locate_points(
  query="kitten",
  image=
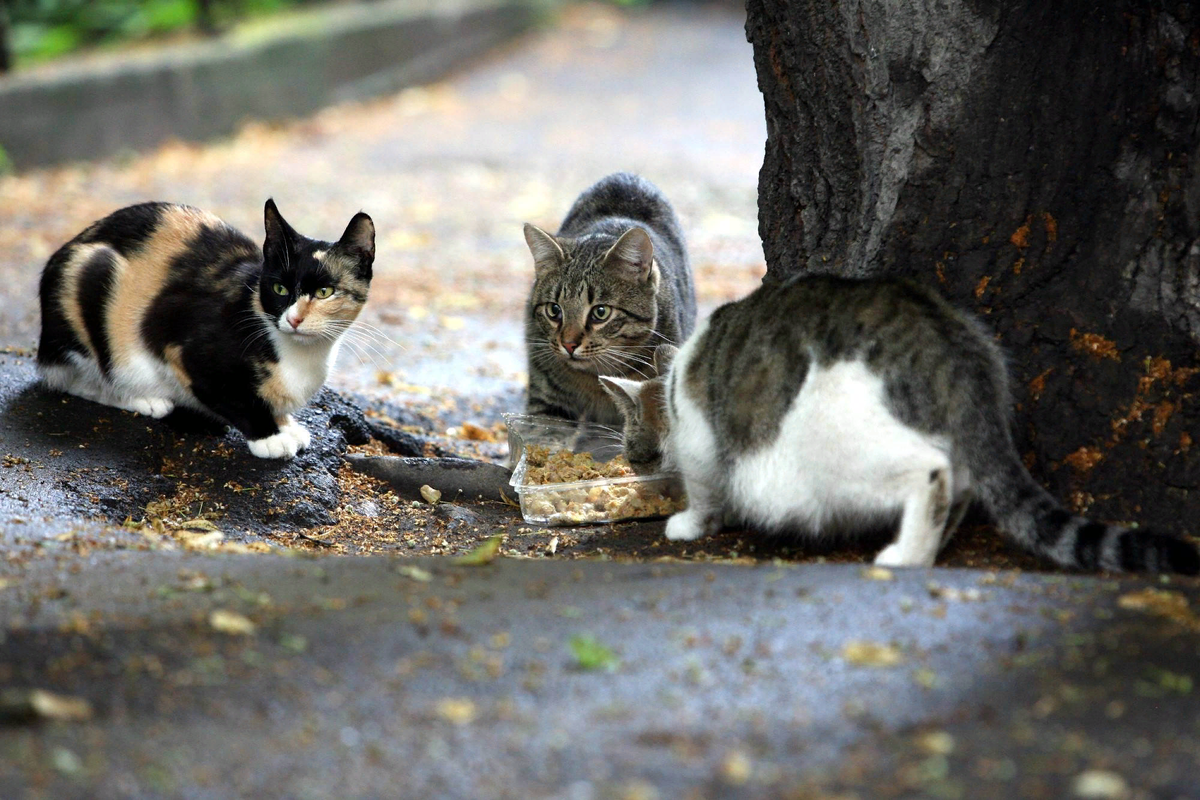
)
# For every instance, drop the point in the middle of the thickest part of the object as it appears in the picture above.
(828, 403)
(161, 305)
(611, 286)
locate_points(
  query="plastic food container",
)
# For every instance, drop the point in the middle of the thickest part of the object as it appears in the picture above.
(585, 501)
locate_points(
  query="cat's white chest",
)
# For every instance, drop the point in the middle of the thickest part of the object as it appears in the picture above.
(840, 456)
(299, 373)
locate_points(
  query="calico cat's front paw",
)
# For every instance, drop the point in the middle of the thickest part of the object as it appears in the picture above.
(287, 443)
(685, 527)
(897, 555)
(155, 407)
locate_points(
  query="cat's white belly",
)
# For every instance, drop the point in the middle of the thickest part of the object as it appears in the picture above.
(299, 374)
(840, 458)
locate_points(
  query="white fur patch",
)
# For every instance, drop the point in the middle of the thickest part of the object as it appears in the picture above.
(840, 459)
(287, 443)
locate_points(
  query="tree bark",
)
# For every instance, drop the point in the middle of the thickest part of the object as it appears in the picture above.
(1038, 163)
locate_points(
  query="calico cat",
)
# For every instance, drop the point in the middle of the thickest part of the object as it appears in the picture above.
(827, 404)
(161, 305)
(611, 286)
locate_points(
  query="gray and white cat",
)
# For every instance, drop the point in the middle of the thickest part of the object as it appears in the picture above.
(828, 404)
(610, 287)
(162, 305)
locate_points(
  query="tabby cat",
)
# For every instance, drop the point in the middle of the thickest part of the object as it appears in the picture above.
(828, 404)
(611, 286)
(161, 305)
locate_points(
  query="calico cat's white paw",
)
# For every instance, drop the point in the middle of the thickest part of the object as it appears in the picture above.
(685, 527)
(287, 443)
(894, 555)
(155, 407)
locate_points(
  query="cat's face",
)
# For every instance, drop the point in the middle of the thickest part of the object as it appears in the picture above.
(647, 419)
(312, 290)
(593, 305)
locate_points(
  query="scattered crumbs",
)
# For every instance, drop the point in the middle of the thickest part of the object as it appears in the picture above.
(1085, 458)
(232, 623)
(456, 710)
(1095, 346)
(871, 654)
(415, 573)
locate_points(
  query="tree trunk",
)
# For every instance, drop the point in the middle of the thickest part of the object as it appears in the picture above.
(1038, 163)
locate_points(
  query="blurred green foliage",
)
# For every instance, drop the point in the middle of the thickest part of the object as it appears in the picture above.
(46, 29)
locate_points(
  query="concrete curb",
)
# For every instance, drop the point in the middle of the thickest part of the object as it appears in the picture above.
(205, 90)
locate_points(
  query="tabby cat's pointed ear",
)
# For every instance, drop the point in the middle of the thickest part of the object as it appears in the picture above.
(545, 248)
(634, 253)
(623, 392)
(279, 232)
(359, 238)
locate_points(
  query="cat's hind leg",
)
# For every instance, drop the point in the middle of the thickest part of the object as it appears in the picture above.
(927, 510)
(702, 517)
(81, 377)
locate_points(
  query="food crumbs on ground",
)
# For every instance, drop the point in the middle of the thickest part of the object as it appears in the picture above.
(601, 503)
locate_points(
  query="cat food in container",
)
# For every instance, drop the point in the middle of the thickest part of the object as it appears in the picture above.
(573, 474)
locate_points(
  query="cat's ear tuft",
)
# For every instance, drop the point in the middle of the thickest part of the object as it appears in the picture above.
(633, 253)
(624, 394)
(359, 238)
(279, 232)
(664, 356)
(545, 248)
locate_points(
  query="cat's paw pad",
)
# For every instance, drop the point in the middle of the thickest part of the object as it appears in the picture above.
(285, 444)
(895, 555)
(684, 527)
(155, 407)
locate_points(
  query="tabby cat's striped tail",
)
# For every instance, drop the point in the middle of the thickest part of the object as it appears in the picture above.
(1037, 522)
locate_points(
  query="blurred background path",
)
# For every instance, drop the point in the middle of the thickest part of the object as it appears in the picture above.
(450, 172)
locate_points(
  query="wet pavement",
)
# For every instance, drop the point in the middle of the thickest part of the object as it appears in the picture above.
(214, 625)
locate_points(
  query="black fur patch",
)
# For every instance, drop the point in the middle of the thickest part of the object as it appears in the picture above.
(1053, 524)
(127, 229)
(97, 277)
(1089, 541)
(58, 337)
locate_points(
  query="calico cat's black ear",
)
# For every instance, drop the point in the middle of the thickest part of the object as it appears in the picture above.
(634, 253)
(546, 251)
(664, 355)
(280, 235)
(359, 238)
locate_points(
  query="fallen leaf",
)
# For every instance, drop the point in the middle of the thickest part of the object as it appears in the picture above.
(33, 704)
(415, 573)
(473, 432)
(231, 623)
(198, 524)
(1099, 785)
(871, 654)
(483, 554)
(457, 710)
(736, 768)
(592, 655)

*TASK GOAL*:
State only how many lines in the material include "patch".

*FINISHED TASK*:
2